Saved entries
-------------------------

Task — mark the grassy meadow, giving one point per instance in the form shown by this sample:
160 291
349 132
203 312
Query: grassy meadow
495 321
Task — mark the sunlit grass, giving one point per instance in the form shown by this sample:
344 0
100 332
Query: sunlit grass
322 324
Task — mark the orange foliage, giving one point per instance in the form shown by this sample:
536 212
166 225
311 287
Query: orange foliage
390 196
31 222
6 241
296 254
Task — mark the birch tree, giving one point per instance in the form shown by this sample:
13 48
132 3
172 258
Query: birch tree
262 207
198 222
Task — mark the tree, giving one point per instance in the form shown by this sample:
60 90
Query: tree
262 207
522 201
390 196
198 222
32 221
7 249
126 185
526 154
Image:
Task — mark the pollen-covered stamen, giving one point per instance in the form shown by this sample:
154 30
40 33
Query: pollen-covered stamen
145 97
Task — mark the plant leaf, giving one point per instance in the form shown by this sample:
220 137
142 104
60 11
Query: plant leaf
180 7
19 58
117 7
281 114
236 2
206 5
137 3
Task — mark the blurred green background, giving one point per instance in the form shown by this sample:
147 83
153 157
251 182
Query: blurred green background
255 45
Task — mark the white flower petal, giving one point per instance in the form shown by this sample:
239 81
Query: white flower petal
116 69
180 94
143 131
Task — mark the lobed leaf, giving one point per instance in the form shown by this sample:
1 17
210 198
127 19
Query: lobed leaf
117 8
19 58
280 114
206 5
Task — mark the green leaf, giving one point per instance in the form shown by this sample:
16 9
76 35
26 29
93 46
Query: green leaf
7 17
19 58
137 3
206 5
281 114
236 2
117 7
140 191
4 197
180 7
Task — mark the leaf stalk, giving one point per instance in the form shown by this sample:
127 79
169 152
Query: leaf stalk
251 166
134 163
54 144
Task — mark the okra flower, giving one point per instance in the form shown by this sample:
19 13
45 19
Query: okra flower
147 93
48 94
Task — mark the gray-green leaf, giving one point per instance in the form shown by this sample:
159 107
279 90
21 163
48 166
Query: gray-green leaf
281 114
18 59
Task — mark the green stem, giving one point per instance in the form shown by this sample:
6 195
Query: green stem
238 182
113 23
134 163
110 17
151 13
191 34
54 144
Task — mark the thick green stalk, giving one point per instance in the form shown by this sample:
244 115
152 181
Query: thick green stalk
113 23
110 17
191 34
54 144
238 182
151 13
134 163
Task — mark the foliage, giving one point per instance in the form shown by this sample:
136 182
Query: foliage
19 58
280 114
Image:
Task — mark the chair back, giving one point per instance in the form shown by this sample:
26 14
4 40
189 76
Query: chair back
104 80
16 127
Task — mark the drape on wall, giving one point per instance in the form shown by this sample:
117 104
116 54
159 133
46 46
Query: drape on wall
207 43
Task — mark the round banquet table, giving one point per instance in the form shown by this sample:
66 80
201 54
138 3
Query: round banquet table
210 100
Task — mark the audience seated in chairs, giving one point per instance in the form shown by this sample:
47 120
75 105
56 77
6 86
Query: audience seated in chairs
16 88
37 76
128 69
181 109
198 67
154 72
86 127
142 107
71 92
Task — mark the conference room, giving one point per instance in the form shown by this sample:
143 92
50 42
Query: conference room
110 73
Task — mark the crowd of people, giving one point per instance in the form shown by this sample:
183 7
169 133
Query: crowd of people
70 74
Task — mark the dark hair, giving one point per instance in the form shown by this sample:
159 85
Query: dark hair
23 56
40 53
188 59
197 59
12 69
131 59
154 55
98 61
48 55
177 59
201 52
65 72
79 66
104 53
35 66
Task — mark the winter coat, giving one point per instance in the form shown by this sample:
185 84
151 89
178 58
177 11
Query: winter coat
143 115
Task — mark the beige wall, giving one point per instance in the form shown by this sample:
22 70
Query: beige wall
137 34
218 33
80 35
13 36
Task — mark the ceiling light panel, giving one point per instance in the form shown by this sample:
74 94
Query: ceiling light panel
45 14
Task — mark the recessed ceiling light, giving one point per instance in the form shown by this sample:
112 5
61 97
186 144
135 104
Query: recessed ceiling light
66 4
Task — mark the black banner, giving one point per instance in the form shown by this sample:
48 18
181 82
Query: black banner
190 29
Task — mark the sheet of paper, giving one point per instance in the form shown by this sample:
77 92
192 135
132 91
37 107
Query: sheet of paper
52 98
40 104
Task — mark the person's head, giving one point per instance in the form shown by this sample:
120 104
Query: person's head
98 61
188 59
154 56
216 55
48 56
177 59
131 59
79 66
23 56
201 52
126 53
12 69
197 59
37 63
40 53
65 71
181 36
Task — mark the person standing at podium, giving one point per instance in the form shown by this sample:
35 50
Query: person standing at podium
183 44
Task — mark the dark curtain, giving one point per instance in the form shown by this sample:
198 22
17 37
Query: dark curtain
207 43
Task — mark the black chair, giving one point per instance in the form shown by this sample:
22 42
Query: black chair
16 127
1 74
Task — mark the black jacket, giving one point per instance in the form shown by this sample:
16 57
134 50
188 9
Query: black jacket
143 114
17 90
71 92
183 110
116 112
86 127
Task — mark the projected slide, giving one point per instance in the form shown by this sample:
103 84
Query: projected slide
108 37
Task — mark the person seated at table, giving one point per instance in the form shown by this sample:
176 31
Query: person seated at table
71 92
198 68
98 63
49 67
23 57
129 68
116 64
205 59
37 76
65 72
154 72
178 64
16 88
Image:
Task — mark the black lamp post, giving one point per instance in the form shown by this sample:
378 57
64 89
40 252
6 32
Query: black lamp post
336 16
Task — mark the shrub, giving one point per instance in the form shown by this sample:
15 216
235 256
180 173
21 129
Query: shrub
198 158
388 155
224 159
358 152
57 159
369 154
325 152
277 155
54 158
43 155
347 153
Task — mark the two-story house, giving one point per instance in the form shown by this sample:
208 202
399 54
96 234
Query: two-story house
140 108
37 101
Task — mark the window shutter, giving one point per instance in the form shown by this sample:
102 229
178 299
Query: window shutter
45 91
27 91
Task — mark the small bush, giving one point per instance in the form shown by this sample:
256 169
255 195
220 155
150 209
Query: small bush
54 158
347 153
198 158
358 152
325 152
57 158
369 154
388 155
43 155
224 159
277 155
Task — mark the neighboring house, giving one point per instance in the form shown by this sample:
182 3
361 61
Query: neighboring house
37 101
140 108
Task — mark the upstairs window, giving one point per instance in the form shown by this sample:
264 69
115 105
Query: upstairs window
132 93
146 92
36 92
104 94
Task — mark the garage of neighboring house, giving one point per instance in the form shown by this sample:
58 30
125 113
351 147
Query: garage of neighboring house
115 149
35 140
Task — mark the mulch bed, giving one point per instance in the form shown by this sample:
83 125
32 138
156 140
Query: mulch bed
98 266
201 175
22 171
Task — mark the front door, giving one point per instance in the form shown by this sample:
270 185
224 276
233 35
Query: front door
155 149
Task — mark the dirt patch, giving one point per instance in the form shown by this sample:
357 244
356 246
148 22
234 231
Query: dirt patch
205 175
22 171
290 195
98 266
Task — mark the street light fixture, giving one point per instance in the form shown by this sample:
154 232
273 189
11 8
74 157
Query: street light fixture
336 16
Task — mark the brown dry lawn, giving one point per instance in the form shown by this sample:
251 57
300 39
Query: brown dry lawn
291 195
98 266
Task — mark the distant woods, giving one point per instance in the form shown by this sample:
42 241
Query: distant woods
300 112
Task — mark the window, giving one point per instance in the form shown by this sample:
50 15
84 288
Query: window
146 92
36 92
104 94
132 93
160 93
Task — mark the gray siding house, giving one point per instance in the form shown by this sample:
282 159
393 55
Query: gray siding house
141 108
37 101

-------------------------

→ TASK DIRECTIONS
The full set of entries has to be duplicated precisely.

→ RESPONSE TO THIS TASK
Task — mark the grassy meadow, giving one point per instance in the form shown by this sample:
160 291
349 132
203 312
Query: grassy meadow
495 321
Task — mark the sunlit grass, giving one point per instance in the form shown by this sample:
344 0
100 332
Query: sunlit grass
322 324
Task — mark the orange foliage, giving one point per instance in the form shown by this sample:
536 212
166 225
311 287
Query: orange foliage
390 196
31 222
6 241
296 254
Task — mark the birch tree, giving one point per instance in the form shown by this sample:
13 48
132 3
172 258
Query: birch tree
262 207
198 222
Task — mark the tree, giving one point per instance in the form shown by this sample:
60 90
Query: tree
262 207
522 201
390 196
198 222
32 221
7 249
126 185
526 154
Image:
Task — mark the pollen-covered stamen, giving one point per instance in the form shown by this sample:
154 30
40 33
Query: pollen-covered stamen
145 97
Task — mark the plant leaf, giving one point per instance in the form shown by this sample:
220 137
142 104
60 11
Query: plant leaf
180 7
19 58
117 7
281 114
236 2
206 5
137 3
Task — mark the blurred green background, giving one point per instance in the form shown by this sample:
147 83
153 157
251 182
Query: blurred green background
255 45
Task — mark the white flower petal, giving one point per instance in the form shown by this sample:
239 81
Query: white flower petal
116 69
180 94
143 131
Task — mark the lobed leaf, giving one point per instance in the form shown by this sample:
1 17
210 198
127 19
Query: lobed leaf
117 8
19 58
280 114
206 5
Task — mark the green leaf, giving one point per instance in the form shown by this sample:
16 9
76 35
26 29
93 46
Query: green leaf
7 17
19 58
137 3
206 5
281 114
236 2
117 7
140 191
4 197
180 7
Task — mark the leaf stalk, giving one point per instance in the form shown by this sample:
127 79
169 152
Query: leaf stalk
251 166
134 163
54 144
Task — mark the okra flower, giving one point per instance in the form shown by this sample:
19 13
45 19
Query: okra flower
147 93
48 94
Task — mark the gray-green leaf, giving one point per instance in the form shown by this sample:
159 107
279 90
21 163
48 166
Query: gray-green leaf
281 114
18 59
Task — mark the green stem, giving one point per instance in the form shown by this sample:
6 195
Query: green stem
238 182
113 23
134 163
110 17
151 13
191 34
54 144
Task — mark the thick green stalk, giving one point per instance in the form shown by this sample:
244 115
152 181
Query: thick green stalk
113 23
110 17
191 34
54 144
238 182
151 13
134 163
Task — mark the foliage, giving one point per instance in the form shown by this sample:
136 182
Query: foliage
19 58
280 114
Image:
Task — mark the chair back, giving one point per instance in the form shown by this sample:
26 14
4 40
189 76
Query: chair back
104 80
16 127
Task — mark the drape on wall, giving one point per instance in the form shown by this sample:
117 104
116 54
159 133
46 46
Query: drape on wall
207 43
Task — mark the round banquet table, giving one point per instance in the form shown by this sample:
66 80
201 54
138 3
Query: round banquet table
210 100
Task — mark the audience seated in chairs, giving one point per instance in the form shown by this sample:
47 120
75 105
56 77
6 86
Query: audience seated in chairs
16 88
37 76
128 69
181 109
198 67
154 72
86 127
142 107
71 92
Task — mark the conference room, giving one point per instance in the form shown by this sample:
143 92
50 42
Query: conference room
110 73
Task — mark the crowd of people, giving one point per instance in the form shown by this sample:
183 7
169 133
Query: crowd of people
70 74
Task — mark the dark hair, giving one point per instance in the form shown by this sample:
159 85
Query: dark hair
23 56
40 53
188 59
197 59
12 69
131 59
154 55
98 61
48 55
177 59
201 52
65 72
79 66
104 53
35 66
Task — mark the winter coat, giving one point per instance in the form shown by this sample:
185 84
151 89
178 58
177 11
Query: winter coat
143 115
Task — mark the beige wall, giving one point per instance in the form shown by this sample:
22 70
Query: beige wall
137 34
218 33
80 35
13 36
Task — mark the ceiling light panel, giving one point per instance in the form shown by this sample:
74 94
Query: ceiling light panel
45 14
Task — mark the recessed ceiling light, giving one point per instance in the form shown by this sample:
112 5
61 97
186 144
135 104
Query: recessed ceiling light
66 4
Task — mark the black banner, giving one point per instance in the form shown by this sample:
48 18
181 82
Query: black banner
190 29
Task — mark the sheet of paper, giving one point per instance in the form shown by this sample:
77 92
192 135
132 91
37 107
Query: sheet of paper
52 98
40 104
Task — mark the person's head, giving one point per instance in the form shown by this sample:
120 104
Query: person's head
98 61
188 59
154 56
216 55
48 56
177 59
131 59
79 66
23 56
201 52
126 53
12 69
197 59
37 63
40 53
65 71
181 36
Task — mark the person standing at podium, giving one point per instance in the form shown by this sample:
35 50
Query: person standing at podium
183 44
Task — mark the dark curtain, giving one point per instance in the form shown by this sample:
198 22
17 37
Query: dark curtain
207 43
Task — mark the black chair, giving one point per instance in the form shown by this sample:
22 42
Query: black chair
16 127
1 74
Task — mark the black jacket, giving one point per instance in the form shown by this sample:
16 57
134 50
188 9
Query: black jacket
143 114
17 90
71 92
183 110
116 112
86 127
Task — mark the projected slide, giving one point per instance in the form shown by this sample:
103 84
Query: projected slide
108 37
Task — mark the person seated at table, giving one point per instance in the form shown by this sample:
176 31
Query: person seated at table
71 92
198 68
98 63
49 67
23 57
129 68
116 64
205 59
37 76
65 72
154 72
178 64
16 88
Image:
Task — mark the black lamp post, giving one point per instance in the form shown by this sample:
378 57
64 89
40 252
6 32
Query: black lamp post
336 16
Task — mark the shrub, giving one point per instance in the form shown by this sample:
15 216
235 256
180 173
21 129
Query: shrub
198 158
388 155
224 159
358 152
57 159
369 154
325 152
277 155
54 158
43 155
347 153
Task — mark the two-story house, giving one point per instance in the form shown by this sample:
208 202
399 54
96 234
Query: two-story house
140 108
37 101
Task — mark the window shutter, giving one point per instance in the form shown by this sample:
102 229
178 299
Query: window shutter
45 91
27 91
Task — mark the small bush, giving one point per instance in the form shown by this sample:
256 169
255 195
220 155
150 209
Query: small bush
54 158
347 153
198 158
358 152
325 152
57 158
369 154
388 155
43 155
224 159
277 155
Task — mark the neighboring house, giving one point per instance in the form shown by this sample:
182 3
361 61
Query: neighboring house
37 101
140 108
Task — mark the upstairs window, giving one point per instance in the form shown by this sample:
264 69
115 105
Query: upstairs window
132 93
146 92
36 92
104 94
Task — mark the garage of neighboring house, giving one point per instance in the form shown by this sample:
58 30
125 113
351 147
Query: garage of neighboring house
115 149
35 140
Task — mark the mulch bed, giving one point per instance in the form shown by this sample:
83 125
32 138
156 140
Query: mulch bed
98 266
201 175
22 171
Task — mark the front door, giving one point per instance in the form shown by this sample:
270 185
224 276
233 35
Query: front door
155 149
Task — mark the dirt patch, giving one point per instance in the form shown by this sample:
357 244
356 246
148 22
234 231
Query: dirt patch
205 175
22 171
290 195
98 266
Task — mark the street light fixture, giving one point per instance in the form shown by this sample:
154 232
273 189
11 8
74 157
Query: street light fixture
336 16
Task — mark the brown dry lawn, giving one point per instance in the form shown by this sample:
251 57
300 39
Query: brown dry lawn
291 195
98 266
Task — mark the distant woods, giving one point per instance in the form shown by this sample:
42 241
Query: distant woods
300 112
Task — mark the window, giving one point per instance in the form shown by this sample:
50 15
84 288
Query: window
146 92
36 92
104 94
132 93
160 93
Task — mark the gray siding house, giving one point per instance in the form shown by this sample:
282 159
393 55
Query: gray siding house
141 108
37 101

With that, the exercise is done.